PROVIDED PASSAGE:
○ ○ ○ ○
Design a program dataSmooth that consumes a list of PHRs and produces a list of the smoothed heartRate values (not the entire records).
1.3 Most Frequent Words
Given a list of strings, design a program frequentWords that produces a list containing the three strings that occur most frequently in the input list. The output list should contain the most frequent word first, followed by the second most frequent, then the third most frequent. Break ties by putting the shorter word (by length in characters) first. You may assume that the three most frequent words will have different lengths. You may also assume that the input will have at least three different words.
1.4 Earthquake Monitoring
Geologists want to monitor a local mountain for potential earthquake activity. They have installed a sensor to track seismic (vibration of the earth) activity. The sensor sends measurements one at a time over the network to a computer at a research lab. The sensor inserts markers among the measurements to indicate the date of the measurement. The sequence of values coming from the sensor looks as follows:
20151004 200 150 175 20151005 0.002 0.03 20151007 ... |
The 8-digit numbers are dates (in year-month-day format). Numbers between 0 and 500 are vibration frequencies (in Hz). This example shows readings of 200, 150, and 175 on October 4th, 2015 and readings of 0.002 and 0.03 on October 5th, 2015. There are no data for October 6th (sometimes there are problems with the network, so data go missing). Assume that the data are in order by dates (so a later date never appears before an earlier one in the sequence) and that all data are from the same year [the latter assumption was added/clarified on 11/19].
[Clarification added 11/22] You may also assume that every date is followed by at least one frequency (in other words, every date has at least one datum).
Design a program dailyMaxForMonth that consumes a list of sensor data (doubles) and a month (represented by a number between 1 and 12) and produces a list of reports indicating the highest frequency reading for each day in that month. Only include entries for dates that are part of the data provided (so don’t report anything for October 6th in the example shown). Ignore data for months other than the given one. Each entry in your report should be an instance of the maxHzReport class in the starter files.
2 Using the Starter Files
The starter files zip has a lot of files. Here’s a guide to what you will find in there.
For each problem, there are at least four files:
Files named <Problem>1.java and <Problem>2.java. Put one of your solutions in each of these files. The headers are already there, but the methods currently return null so that things will compile. Replace the method bodies with your methods.
A file named <Problem>Examples.java. Your test cases and data for the problem go in here, as usual. The constructors in these classes take arguments (not usual for our Examples classes). We’ve set this up this way so that you can write one set of test cases and have it run automatically on each of your two solutions.
Each Examples class has a dummy test case in it that has the right structure (extracting your method from an object that implements the problem). These also use null to get stuff to compile, but you should replace that with real test cases once you start working. Our custom Main.java file is written to run all of the tests in your Examples class on each of your solutions. You can comment lines out of the Main.java file if you only want to test one of your solutions at a given time.
An interface file that you should not need to edit.
Auxiliary files with the classes for reports, PHRs, etc
Please post to the forum if you need help understanding the files. We set these up in advance to (a) help autograding, and (b) save you from having to do this setup yourselves.
3 Submission Guidelines
Edit the starter files, then zip them up and submit that zip to InstructAssist. There is a separate Examples class for each problem, which will assist us in autograding. Each method in your Examples classes should test only the single method for that problem.
Remember to fill in this form with your ranking preferences, too!
○ ○ ○ ○
EXERCISES TO COMPLETE:
1. In the earthquake monitoring problem of the assignment, how are dates written in the sensor data?
2. Using the assignment, decide whether each statement agrees with it, and support each yes or no with the deciding words quoted from it. (a) In frequentWords, ties are broken by putting the longer word first. (b) Each problem comes with at least four starter files. (c) In the sensor data, numbers between 0 and 500 are vibration frequencies in Hz.
3. Output the part of the assignment between "For each problem, there" and "with your methods.", inclusive.
The items that come next are separate material with no connection to the assignment.
○ ○ ○ ○
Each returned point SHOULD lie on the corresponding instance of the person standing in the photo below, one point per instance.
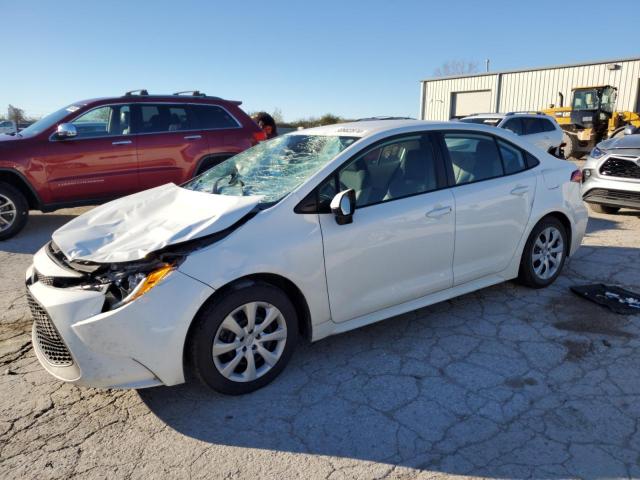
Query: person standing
(267, 124)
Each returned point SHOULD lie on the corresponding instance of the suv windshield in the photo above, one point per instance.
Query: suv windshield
(271, 169)
(483, 121)
(585, 100)
(45, 122)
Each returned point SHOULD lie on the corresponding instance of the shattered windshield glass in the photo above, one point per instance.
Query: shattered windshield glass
(271, 169)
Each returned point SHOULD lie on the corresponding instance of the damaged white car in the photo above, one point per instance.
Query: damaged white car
(310, 234)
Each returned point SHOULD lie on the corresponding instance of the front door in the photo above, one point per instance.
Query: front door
(169, 143)
(494, 194)
(400, 244)
(99, 163)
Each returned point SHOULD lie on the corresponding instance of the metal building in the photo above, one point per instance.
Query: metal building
(533, 89)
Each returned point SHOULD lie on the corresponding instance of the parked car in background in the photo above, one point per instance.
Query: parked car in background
(315, 232)
(8, 127)
(542, 130)
(611, 174)
(96, 150)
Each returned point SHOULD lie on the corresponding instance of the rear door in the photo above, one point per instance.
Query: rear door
(224, 134)
(99, 163)
(170, 143)
(494, 192)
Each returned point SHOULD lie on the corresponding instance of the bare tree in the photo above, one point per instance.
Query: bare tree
(456, 67)
(16, 114)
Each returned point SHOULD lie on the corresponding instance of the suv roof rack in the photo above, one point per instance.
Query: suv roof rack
(383, 117)
(530, 112)
(193, 93)
(141, 91)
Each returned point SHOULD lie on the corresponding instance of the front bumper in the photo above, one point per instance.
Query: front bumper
(137, 345)
(610, 191)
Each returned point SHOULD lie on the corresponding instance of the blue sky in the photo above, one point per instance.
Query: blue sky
(351, 58)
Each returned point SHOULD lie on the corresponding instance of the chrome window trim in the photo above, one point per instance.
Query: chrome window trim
(238, 127)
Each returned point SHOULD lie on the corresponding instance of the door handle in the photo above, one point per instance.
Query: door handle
(520, 190)
(439, 212)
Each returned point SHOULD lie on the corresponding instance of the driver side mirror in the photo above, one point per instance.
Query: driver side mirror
(66, 130)
(343, 206)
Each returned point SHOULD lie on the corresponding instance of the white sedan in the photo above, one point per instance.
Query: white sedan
(310, 234)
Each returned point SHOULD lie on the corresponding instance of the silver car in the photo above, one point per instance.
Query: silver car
(611, 174)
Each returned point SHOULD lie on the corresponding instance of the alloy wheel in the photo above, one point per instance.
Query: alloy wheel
(8, 213)
(249, 341)
(547, 253)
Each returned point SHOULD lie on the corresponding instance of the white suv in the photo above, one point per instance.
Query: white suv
(312, 233)
(540, 129)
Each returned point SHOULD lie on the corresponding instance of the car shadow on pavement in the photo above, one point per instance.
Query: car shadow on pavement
(504, 382)
(36, 233)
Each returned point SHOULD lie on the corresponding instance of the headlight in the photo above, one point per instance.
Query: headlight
(596, 153)
(125, 287)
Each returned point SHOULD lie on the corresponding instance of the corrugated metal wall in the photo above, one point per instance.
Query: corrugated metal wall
(534, 89)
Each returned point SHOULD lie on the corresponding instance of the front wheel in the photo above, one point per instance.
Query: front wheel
(244, 339)
(544, 254)
(14, 211)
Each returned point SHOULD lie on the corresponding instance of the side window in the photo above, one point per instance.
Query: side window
(211, 117)
(164, 118)
(532, 125)
(104, 121)
(397, 169)
(473, 157)
(512, 158)
(514, 125)
(547, 125)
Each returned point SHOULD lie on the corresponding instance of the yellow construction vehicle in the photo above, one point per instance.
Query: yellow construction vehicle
(591, 118)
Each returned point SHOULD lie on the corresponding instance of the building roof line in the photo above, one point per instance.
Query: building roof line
(549, 67)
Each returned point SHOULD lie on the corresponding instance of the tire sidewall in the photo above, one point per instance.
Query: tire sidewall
(526, 265)
(22, 210)
(208, 322)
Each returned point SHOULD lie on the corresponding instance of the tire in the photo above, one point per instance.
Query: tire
(603, 208)
(532, 270)
(229, 371)
(14, 211)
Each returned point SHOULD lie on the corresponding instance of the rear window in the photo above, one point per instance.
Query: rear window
(214, 117)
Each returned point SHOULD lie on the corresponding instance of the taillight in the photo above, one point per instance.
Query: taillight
(576, 176)
(259, 136)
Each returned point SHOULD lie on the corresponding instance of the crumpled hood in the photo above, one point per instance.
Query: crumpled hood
(131, 227)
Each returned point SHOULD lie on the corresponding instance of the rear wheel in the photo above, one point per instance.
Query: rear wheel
(244, 339)
(603, 208)
(544, 254)
(14, 211)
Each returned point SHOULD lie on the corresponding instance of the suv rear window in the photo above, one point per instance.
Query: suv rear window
(213, 117)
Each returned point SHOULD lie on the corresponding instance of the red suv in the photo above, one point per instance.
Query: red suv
(96, 150)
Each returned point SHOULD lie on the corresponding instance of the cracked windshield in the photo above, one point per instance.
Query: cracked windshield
(271, 169)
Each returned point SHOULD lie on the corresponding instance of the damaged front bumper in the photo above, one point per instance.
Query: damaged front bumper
(139, 344)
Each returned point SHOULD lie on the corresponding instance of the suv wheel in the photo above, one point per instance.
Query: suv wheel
(544, 254)
(603, 208)
(14, 211)
(243, 340)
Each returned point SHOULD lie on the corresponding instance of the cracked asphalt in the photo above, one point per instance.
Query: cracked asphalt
(504, 382)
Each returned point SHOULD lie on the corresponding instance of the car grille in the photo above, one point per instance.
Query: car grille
(620, 167)
(613, 197)
(44, 279)
(49, 341)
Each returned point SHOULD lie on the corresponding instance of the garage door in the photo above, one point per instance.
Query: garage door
(466, 103)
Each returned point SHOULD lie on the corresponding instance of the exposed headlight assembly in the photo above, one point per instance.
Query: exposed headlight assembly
(596, 153)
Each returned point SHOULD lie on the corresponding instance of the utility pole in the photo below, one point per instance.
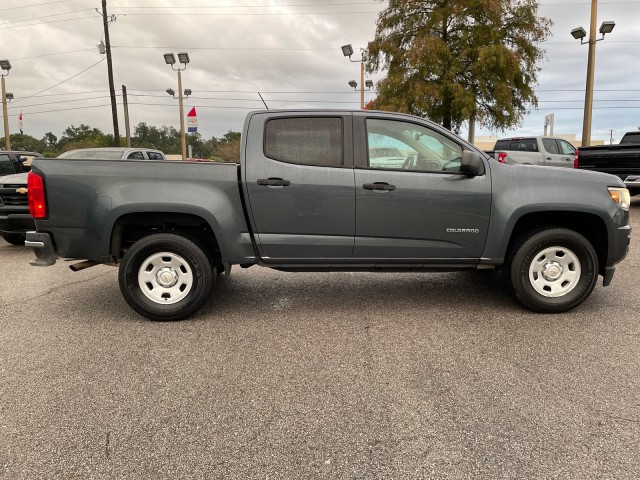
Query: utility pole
(5, 116)
(112, 91)
(126, 115)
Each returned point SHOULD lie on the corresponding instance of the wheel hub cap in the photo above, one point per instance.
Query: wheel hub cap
(552, 271)
(167, 277)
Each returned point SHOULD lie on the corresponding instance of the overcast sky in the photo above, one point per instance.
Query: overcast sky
(288, 50)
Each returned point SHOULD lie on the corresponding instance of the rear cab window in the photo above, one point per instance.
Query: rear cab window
(305, 140)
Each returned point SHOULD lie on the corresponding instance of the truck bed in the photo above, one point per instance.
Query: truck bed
(86, 197)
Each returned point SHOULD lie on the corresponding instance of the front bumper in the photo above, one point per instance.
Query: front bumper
(42, 246)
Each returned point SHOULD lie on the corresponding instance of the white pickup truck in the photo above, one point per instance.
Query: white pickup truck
(547, 151)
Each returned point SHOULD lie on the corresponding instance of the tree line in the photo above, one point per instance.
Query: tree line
(166, 139)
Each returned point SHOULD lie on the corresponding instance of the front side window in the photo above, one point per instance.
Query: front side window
(155, 156)
(406, 146)
(305, 140)
(567, 148)
(6, 167)
(550, 145)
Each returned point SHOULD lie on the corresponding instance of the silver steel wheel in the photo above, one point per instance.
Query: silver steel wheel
(165, 278)
(554, 272)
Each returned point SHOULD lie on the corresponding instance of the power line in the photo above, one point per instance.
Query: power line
(231, 48)
(201, 7)
(60, 83)
(200, 14)
(60, 101)
(52, 54)
(45, 16)
(35, 5)
(44, 23)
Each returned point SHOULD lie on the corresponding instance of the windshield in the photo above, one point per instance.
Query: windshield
(94, 154)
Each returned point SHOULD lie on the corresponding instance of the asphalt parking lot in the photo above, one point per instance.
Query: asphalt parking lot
(331, 375)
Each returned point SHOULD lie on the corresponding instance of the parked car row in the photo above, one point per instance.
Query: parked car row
(622, 160)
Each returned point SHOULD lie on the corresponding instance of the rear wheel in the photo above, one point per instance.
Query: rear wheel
(166, 277)
(14, 238)
(552, 270)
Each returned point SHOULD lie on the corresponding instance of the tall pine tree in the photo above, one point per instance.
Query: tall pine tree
(454, 60)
○ ○ ○ ○
ANSWERS TO THE PROBLEMS:
1. As 8-digit numbers in year-month-day format.

2.
(a) No: "Break ties by putting the shorter word (by length in characters) first."
(b) Yes: "For each problem, there are at least four files"
(c) Yes: "Numbers between 0 and 500 are vibration frequencies (in Hz)."

3.
For each problem, there are at least four files:
Files named <Problem>1.java and <Problem>2.java. Put one of your solutions in each of these files. The headers are already there, but the methods currently return null so that things will compile. Replace the method bodies with your methods.